*** DATA UNDER STUDY ***

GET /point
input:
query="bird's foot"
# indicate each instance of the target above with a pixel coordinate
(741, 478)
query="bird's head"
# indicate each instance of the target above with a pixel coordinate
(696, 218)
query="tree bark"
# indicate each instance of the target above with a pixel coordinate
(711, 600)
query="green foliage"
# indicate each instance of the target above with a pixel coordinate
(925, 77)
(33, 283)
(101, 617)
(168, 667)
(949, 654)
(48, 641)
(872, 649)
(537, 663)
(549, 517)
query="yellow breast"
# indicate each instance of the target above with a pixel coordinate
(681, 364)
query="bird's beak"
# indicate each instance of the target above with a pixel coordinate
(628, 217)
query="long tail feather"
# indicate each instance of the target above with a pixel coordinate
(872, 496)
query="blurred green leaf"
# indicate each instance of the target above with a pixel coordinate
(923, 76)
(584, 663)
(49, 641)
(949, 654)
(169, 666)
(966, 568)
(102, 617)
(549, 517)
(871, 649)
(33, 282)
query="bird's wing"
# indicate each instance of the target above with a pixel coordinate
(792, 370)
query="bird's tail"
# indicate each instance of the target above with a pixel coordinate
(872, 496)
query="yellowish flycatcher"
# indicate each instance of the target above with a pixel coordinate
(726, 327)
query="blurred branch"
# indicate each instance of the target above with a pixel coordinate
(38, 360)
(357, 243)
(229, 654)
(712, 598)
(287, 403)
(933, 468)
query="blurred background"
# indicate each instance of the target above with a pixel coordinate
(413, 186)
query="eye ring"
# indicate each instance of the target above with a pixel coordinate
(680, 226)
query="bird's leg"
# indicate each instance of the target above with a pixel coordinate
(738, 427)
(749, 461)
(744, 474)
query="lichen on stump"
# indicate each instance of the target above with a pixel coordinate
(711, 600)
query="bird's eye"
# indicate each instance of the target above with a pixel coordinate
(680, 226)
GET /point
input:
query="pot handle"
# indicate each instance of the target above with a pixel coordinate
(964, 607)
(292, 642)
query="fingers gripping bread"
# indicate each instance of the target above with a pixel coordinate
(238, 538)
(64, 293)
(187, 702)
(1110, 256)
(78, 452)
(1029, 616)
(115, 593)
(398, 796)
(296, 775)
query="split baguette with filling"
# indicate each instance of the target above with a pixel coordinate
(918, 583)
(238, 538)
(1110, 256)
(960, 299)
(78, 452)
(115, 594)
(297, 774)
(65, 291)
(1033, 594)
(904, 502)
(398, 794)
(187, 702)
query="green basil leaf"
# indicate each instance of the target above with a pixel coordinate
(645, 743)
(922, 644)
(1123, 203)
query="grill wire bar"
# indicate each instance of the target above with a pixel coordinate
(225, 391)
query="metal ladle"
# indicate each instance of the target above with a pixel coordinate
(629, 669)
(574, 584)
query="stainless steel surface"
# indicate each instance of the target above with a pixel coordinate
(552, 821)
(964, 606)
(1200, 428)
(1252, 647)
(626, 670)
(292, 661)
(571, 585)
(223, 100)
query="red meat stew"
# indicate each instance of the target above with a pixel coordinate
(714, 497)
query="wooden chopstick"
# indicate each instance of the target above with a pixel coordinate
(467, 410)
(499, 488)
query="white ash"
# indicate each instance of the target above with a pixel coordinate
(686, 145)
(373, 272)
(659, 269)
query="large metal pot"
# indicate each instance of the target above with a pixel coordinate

*** End of DATA UNDER STUDY ***

◆ **AIM OF THE TASK**
All the entries above need to be repeated word for word.

◆ **OUTPUT FOR THIS EXERCISE**
GET /point
input:
query="bird's foot"
# indicate each instance of the target above with a pixel coordinate
(741, 478)
query="bird's head"
# indicate each instance of the target above with a pixel coordinate
(696, 218)
query="tree bark"
# indicate each instance of the target above with a pixel coordinate
(711, 600)
query="green foliage"
# indicate each instance of the target above with a pixel coordinate
(925, 77)
(33, 283)
(101, 617)
(168, 667)
(949, 654)
(48, 641)
(872, 649)
(537, 663)
(549, 517)
query="yellow breast"
# indicate each instance of the target above with a pixel coordinate
(681, 364)
query="bird's beak"
# indicate each instance of the target above with a pixel coordinate
(628, 217)
query="long tail feather"
# indicate each instance of the target above with a pixel coordinate
(872, 496)
query="blurred green leaf"
# indicate each instance of the target above with a pixel coordinate
(923, 76)
(584, 663)
(49, 641)
(949, 654)
(169, 666)
(966, 568)
(102, 617)
(549, 517)
(871, 649)
(33, 282)
query="bird's wing"
# indicate each instance of the target above with a pixel coordinate
(792, 370)
query="bird's tail"
# indicate each instance of the target above with a pixel coordinate
(872, 496)
query="yellowish flycatcher"
# indicate each instance of the target above with a pixel coordinate
(726, 327)
query="blurred branch"
# indicate each instance of the target above with a pixel coordinate
(38, 360)
(357, 243)
(229, 654)
(712, 598)
(287, 403)
(933, 468)
query="blurred background"
# indicate each instance of the target above with a pixel coordinate
(413, 186)
query="eye ring"
# indicate each instance of the target above with a pixel coordinate
(680, 226)
query="bird's leg"
# indicate each instance of the target above with a pixel coordinate
(738, 427)
(749, 461)
(744, 474)
query="lichen on stump"
# indicate each instance of the target above with a pixel coordinate
(711, 600)
query="bird's eye"
# indicate each instance of the target above with a pixel coordinate
(680, 226)
GET /point
input:
query="pot handle"
# indicate each instance of the target above with a pixel coordinate
(964, 607)
(292, 642)
query="fingers gripping bread"
# indicate each instance of the target above with a pixel coordinate
(238, 538)
(64, 293)
(187, 702)
(1110, 256)
(78, 452)
(1029, 616)
(115, 593)
(398, 796)
(296, 775)
query="split baguette with filling"
# indicate each instance of the target above with a pixel coordinate
(918, 583)
(238, 538)
(1110, 256)
(960, 299)
(78, 452)
(115, 594)
(297, 774)
(65, 291)
(1033, 594)
(904, 502)
(398, 794)
(187, 702)
query="green basil leaf"
# indicate each instance of the target above with a pixel coordinate
(645, 743)
(922, 644)
(1123, 203)
query="grill wire bar"
# indicate each instance of the target above with a pixel coordinate
(225, 391)
query="metal ladle"
# indicate each instance of the target above with a pixel coordinate
(629, 669)
(574, 584)
query="stainless steel surface"
# indicate each instance of the target above with a pixel coordinate
(552, 821)
(964, 606)
(1200, 428)
(1252, 647)
(626, 670)
(292, 661)
(571, 585)
(223, 100)
query="red meat stew"
# indicate each instance of the target above with a pixel coordinate
(714, 497)
query="wooden chopstick"
# indicate each instance of the target above with a pixel coordinate
(467, 410)
(499, 488)
query="white ash"
# indicate each instance of the target above with a pixel coordinate
(686, 145)
(373, 272)
(659, 269)
query="large metal pot"
# indicate each instance of the target above with a pixel coordinate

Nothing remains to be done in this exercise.